Dr. Dobb's | The Standard Librarian: A Debugging Allocator

The Standard Librarian: A Debugging Allocator

Error-checking is always important, and especially so when dealing with complicated interfaces like STL allocators. This column shows a class, debug_allocator, that performs some run-time checks. The techniques used in writing debug_allocators turn out to be useful for a wide range of allocator adaptors.

December 01, 2001
URL:http://www.drdobbs.com/the-standard-librarian-a-debugging-alloc/184403807

December 2001 C++ Experts Forum/The Standard Librarian

Allocators in the Standard C++ library have a complicated and low-level interface [1]. Unlike new and delete, they decouple memory allocation from object creation. Unlike malloc and free, they require you to keep track of the data type for which you're allocating memory and the number of objects you're allocating.

Ordinarily, this isn't a problem. Allocators have a low-level interface because they're a low-level concept: they're normally buried inside of container classes, and they do not belong in normal user code. There's one time, however, when you may have to worry about allocators: when you're writing a new container class of your own. Allocators are harder to use than new and delete, and, accordingly, they're more error-prone. If you do have to write code that uses allocators, how can you make sure your code is correct? Run-time testing can never prove the absence of errors but only their presence. Still, testing is important — the sooner you find a bug, the easier it is to fix.

All of the standard container classes take an allocator class as a template parameter; this parameter has a default so that, for example, std::vector<int> is an abbreviation for std::vector<int, std::allocator<int> >. If we wrote a new allocator class that performed extra checking to make sure it's being used consistently, then we could provide that class, instead of std::allocator<int>, as vector's second template argument. Assuming there are no bugs, vector will behave just the same as before. (Except that the extra checks will make it slower, of course.)

This column presents such a debugging allocator class. It's useful in its own right, and writing it also turns out to be an interesting exercise in working with allocators.

The Tests

What kinds of errors would we like to check for? The most important are:

The memory that we pass to deallocate was actually allocated by this allocator.
When we deallocate a block, we're deallocating the same number of bytes as we allocated. (Unlike malloc and free, allocators don't keep track of that for themselves.)
We're deallocating memory for the same type as we allocated it for. (Although allocators decouple memory allocation and object creation, memory must still be allocated for a particular data type.)
When we work within a block of memory, we don't overstep the bounds of that block.
We never attempt to construct two objects at the same location, and we never attempt to destroy an object twice.
When we deallocate a block of memory, we make sure to destroy all objects in that block first.

As we shall see, our debugging allocator will not satisfy all of those goals. We'll be able to check for some of those errors, but not all.

The basic idea behind the debugging allocator is simple [2]: whenever we allocate a block of memory, allocate a bit more than the user asked for and store some extra information in the first few bytes. The user never sees this debug area; we pass the user a pointer to the memory that follows it. When we're passed a pointer to a memory block that we've allocated, however, we can decrement the pointer, look in the debug area, and verify that the memory block is being used consistently.

This design has two implications. First, it's impossible to implement it quite portably. We have to preserve alignment: given an address that's properly aligned for the user's data, we want to reserve a few bytes and still have something that's properly aligned. How can we know how much to add? In principle, we can't; the language doesn't provide a mechanism for determining alignment requirements. (Perhaps this will be added to a future version of the Standard.) In practice, it's not a serious portability issue: aligning everything on double-word boundaries tends to be good enough on most existing platforms, and can easily be changed on those few platforms with more stringent requirements.

Entries from a pointing dataset:
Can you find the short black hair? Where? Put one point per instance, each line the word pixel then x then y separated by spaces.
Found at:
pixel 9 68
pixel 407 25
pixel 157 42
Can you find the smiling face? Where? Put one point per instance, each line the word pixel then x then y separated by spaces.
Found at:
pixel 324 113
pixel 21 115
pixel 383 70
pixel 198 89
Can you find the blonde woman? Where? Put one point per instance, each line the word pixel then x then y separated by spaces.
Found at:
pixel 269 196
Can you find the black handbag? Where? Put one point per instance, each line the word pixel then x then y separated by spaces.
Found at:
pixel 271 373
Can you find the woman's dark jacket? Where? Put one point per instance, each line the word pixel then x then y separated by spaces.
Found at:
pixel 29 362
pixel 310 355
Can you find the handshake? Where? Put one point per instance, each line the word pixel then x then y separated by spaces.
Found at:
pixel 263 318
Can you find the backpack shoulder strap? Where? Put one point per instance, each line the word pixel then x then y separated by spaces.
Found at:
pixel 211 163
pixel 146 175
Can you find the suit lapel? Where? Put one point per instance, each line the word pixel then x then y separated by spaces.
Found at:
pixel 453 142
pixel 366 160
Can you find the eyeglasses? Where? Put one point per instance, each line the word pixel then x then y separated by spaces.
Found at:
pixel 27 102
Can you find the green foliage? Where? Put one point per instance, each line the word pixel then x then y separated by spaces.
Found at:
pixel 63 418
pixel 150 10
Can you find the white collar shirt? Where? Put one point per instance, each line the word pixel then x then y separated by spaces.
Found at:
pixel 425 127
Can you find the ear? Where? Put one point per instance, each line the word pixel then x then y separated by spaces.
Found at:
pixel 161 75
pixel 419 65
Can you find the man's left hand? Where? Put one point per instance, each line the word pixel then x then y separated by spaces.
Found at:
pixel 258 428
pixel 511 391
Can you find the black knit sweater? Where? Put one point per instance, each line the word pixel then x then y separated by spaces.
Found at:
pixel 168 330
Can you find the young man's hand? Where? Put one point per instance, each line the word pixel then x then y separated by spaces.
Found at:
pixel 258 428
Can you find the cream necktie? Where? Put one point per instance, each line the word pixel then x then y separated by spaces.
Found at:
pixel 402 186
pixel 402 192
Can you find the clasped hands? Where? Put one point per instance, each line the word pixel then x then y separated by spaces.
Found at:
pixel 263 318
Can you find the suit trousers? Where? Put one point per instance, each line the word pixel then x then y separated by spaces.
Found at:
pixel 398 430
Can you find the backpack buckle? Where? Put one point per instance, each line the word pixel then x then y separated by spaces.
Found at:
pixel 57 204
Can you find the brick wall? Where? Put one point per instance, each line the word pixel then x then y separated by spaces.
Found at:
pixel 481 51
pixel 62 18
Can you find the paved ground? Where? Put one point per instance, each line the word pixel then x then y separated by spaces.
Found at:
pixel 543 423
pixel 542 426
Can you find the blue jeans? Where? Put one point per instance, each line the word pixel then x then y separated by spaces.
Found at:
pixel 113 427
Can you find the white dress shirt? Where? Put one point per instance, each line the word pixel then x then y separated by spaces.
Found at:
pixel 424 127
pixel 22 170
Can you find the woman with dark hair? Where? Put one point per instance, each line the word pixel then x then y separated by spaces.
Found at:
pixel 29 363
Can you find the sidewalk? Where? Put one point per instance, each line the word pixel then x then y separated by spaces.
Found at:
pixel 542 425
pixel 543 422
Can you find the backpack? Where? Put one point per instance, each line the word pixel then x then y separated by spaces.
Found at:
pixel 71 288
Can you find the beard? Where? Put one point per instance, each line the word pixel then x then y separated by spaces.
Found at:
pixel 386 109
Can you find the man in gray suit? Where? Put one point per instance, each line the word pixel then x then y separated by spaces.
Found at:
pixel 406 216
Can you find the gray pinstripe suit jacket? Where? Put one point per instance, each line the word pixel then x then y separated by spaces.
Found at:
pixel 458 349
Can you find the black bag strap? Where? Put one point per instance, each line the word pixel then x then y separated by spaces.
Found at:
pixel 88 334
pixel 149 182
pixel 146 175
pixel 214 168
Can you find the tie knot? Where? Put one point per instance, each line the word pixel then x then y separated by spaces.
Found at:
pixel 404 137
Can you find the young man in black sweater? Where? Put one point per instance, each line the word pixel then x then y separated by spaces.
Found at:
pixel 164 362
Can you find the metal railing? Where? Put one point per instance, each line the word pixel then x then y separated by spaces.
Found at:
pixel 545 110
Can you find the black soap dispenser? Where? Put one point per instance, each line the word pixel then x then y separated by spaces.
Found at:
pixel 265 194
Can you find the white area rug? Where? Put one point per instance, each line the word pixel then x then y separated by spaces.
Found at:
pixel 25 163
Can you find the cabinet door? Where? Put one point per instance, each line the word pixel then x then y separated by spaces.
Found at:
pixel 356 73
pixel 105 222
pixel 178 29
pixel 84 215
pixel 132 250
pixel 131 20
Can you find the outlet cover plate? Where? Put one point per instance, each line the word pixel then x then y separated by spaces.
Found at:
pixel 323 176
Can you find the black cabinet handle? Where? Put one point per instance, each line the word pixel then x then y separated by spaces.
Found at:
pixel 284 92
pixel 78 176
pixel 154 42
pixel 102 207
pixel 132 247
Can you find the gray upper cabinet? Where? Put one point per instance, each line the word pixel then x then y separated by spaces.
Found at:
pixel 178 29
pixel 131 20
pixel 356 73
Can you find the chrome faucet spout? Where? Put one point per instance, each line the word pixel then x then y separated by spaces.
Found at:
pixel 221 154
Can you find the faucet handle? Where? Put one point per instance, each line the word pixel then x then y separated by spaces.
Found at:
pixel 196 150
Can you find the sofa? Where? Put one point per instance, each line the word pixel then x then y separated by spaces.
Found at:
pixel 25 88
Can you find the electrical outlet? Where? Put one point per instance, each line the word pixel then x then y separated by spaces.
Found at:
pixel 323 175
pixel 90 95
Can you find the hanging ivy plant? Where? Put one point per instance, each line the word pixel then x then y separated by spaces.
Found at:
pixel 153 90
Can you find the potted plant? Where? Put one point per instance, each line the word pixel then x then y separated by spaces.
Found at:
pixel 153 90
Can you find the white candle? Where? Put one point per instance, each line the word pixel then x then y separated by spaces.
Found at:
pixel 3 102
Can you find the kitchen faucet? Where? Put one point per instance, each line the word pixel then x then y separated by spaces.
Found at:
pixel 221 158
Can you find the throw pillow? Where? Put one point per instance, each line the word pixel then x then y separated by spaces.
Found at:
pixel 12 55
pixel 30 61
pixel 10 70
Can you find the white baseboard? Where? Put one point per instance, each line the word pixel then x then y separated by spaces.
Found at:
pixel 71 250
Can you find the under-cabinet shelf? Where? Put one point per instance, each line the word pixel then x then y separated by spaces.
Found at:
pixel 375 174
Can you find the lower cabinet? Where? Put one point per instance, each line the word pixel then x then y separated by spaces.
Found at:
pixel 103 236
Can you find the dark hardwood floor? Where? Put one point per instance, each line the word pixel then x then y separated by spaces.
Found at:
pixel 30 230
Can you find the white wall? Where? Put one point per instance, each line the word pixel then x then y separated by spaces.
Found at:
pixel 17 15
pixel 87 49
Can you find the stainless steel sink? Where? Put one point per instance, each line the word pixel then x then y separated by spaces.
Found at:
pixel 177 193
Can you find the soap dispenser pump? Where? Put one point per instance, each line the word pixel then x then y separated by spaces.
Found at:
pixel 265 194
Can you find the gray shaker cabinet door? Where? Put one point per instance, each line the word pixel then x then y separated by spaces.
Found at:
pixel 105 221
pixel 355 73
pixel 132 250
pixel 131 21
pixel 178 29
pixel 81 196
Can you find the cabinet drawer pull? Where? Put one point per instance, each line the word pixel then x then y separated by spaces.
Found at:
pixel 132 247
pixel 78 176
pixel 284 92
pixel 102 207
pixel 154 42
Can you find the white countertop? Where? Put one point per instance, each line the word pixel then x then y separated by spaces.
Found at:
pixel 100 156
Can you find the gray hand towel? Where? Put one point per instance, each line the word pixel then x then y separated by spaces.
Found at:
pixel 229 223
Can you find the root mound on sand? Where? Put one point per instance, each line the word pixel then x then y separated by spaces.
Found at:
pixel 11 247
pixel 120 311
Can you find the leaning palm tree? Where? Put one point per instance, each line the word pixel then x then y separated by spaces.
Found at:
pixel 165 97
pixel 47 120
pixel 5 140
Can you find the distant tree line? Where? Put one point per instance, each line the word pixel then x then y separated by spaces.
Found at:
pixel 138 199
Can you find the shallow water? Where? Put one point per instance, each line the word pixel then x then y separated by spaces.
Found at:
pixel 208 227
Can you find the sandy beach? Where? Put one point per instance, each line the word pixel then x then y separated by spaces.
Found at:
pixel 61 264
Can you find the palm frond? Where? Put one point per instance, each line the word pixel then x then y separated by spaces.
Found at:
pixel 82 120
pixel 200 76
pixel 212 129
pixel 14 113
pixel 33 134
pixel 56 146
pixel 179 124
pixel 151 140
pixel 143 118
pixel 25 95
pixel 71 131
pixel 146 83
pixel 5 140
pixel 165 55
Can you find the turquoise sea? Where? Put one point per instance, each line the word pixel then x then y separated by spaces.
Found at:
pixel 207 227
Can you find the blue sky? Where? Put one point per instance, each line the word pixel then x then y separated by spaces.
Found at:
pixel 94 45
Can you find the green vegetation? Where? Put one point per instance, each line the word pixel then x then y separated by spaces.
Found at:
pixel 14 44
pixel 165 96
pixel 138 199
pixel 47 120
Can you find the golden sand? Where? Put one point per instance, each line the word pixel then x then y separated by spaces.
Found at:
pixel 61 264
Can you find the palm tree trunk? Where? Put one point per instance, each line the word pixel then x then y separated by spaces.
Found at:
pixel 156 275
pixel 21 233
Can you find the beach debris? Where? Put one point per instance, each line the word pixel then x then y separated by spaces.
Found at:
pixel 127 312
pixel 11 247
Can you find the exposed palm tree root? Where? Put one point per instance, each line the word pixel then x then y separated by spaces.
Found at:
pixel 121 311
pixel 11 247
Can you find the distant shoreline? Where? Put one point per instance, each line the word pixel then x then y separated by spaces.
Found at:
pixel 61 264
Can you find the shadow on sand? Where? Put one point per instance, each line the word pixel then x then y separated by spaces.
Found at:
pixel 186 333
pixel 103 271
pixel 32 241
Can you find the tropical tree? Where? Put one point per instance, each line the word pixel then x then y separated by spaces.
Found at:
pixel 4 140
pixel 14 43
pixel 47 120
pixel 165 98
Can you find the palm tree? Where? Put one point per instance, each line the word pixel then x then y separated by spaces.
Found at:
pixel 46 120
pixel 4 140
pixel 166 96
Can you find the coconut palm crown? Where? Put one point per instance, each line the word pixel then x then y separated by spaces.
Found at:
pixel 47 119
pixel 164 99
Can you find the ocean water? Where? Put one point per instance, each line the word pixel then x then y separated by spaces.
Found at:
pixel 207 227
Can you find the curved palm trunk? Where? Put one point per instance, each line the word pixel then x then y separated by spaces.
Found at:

Set of tasks =>
1. From the allocator article, list every kind of error it names as most important to check for.
2. Decide whether each statement agrees with the allocator article. Answer yes or no, and quote the words that settle it.
(a) The debugging allocator catches every one of the listed errors.
(b) std::vector<int> is shorthand for a vector that uses std::allocator<int> as its second template argument.
(c) C++ offers a way to determine alignment requirements.
3. Extract the passage of the allocator article starting at "What kinds of" and ending at "that block first.".
The items above are separate material, unrelated to the allocator article.

Outputs in order =>
1.
- The memory that we pass to deallocate was actually allocated by this allocator.
- When we deallocate a block, we're deallocating the same number of bytes as we allocated.
- We're deallocating memory for the same type as we allocated it for.
- When we work within a block of memory, we don't overstep the bounds of that block.
- We never attempt to construct two objects at the same location, and we never attempt to destroy an object twice.
- When we deallocate a block of memory, we make sure to destroy all objects in that block first.

2.
(a) No: "our debugging allocator will not satisfy all of those goals."
(b) Yes: "std::vector<int> is an abbreviation for std::vector<int, std::allocator<int> >."
(c) No: "the language doesn't provide a mechanism for determining alignment requirements."

3.
What kinds of errors would we like to check for? The most important are:

The memory that we pass to deallocate was actually allocated by this allocator.
When we deallocate a block, we're deallocating the same number of bytes as we allocated. (Unlike malloc and free, allocators don't keep track of that for themselves.)
We're deallocating memory for the same type as we allocated it for. (Although allocators decouple memory allocation and object creation, memory must still be allocated for a particular data type.)
When we work within a block of memory, we don't overstep the bounds of that block.
We never attempt to construct two objects at the same location, and we never attempt to destroy an object twice.
When we deallocate a block of memory, we make sure to destroy all objects in that block first.